--- QUELLENAUSZUG ---
Trotz der bedeutenden Änderungen, die das Konzil vorgeschlagen hat, bleibt die hierarchische Struktur der Kirche praktisch unverändert. Um die Gründe für diese Veränderungsresistenz zu verstehen, muss man den Unterschied zwischen „Struktur“ und „Organisation“ vertiefen. Die Struktur bezieht sich auf die wesentlichen Elemente, die die Kohäsion und Kontinuität der Kirche im Laufe der Geschichte sichern. Im vorherrschenden kirchlichen Diskurs wird diese Struktur mit der Hierarchie identifiziert – also dem Bischofskollegium, verstanden als Nachfolger des apostolischen Kollegiums. Diese Hierarchie garantiert laut ihren Verteidigern die doktrinäre, pastorale und institutionelle Autorität. Doch ist diese „Kontinuität“ wirklich gleichbedeutend mit Treue zum Evangelium oder eher mit der Bewahrung von Privilegien?
--- DATENZEILEN ---
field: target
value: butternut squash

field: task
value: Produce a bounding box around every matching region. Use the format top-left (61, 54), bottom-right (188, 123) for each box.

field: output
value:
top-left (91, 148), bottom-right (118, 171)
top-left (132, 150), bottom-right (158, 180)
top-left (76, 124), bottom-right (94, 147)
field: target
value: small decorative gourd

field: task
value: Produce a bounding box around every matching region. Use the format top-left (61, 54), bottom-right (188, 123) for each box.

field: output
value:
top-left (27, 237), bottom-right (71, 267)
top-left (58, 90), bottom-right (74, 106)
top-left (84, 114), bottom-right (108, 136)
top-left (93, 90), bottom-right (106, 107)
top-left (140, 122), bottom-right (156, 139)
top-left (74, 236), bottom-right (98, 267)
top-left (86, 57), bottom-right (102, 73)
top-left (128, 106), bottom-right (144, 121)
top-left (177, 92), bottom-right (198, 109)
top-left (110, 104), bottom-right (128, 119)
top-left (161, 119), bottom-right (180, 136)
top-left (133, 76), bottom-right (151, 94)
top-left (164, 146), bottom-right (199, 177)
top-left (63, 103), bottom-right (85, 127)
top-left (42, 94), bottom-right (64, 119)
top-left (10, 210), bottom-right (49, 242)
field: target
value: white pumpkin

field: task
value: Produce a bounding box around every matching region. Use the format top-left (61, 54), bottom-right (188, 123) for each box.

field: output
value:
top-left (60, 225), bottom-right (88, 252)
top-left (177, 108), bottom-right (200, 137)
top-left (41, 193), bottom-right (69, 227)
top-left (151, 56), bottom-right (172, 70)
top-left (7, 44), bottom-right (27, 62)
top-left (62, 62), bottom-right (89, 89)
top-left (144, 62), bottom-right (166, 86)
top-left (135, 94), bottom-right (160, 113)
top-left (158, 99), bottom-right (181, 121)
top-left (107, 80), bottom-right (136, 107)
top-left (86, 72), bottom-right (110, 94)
---
→ AUFGABEN
• 1. Nenne alle Arten von Autorität, die laut dem Auszug über die Kirchenhierarchie von der Hierarchie garantiert werden.
• 2. Erkläre in ein bis drei Sätzen, warum man laut dem Auszug über die Kirchenhierarchie den Unterschied zwischen „Struktur“ und „Organisation“ vertiefen muss.
• 3. Nimm den Auszug über die Kirchenhierarchie nach seinem letzten Satz wieder auf und schreibe ihn weiter.

→ LÖSUNGEN
• 1. doktrinäre Autorität, pastorale Autorität, institutionelle Autorität

• 2. Man muss diesen Unterschied vertiefen, um die Gründe für die Veränderungsresistenz zu verstehen. Trotz der bedeutenden Änderungen, die das Konzil vorgeschlagen hat, bleibt die hierarchische Struktur der Kirche nämlich praktisch unverändert.

• 3.
„Organisation“ hingegen bezieht sich darauf, wie diese Struktur in verschiedenen historischen Kontexten umgesetzt wird. Die Kirche hat im Laufe der Jahrhunderte große organisatorische Flexibilität gezeigt, aber ihren hierarchischen Kern unverändert beibehalten. Was von denjenigen, die kirchliche Macht innehaben, nie in Frage gestellt wurde, ist genau jene Struktur, die Kontrolle ohne Rechenschaft gegenüber dem gläubigen Volk ermöglicht. Kann man wirklich von einer vom Geist geführten Gemeinschaft sprechen, wenn Entscheidungen von oben getroffen werden, ohne die Beteiligung derjenigen, die sowohl Empfänger als auch Träger des Glaubens sind?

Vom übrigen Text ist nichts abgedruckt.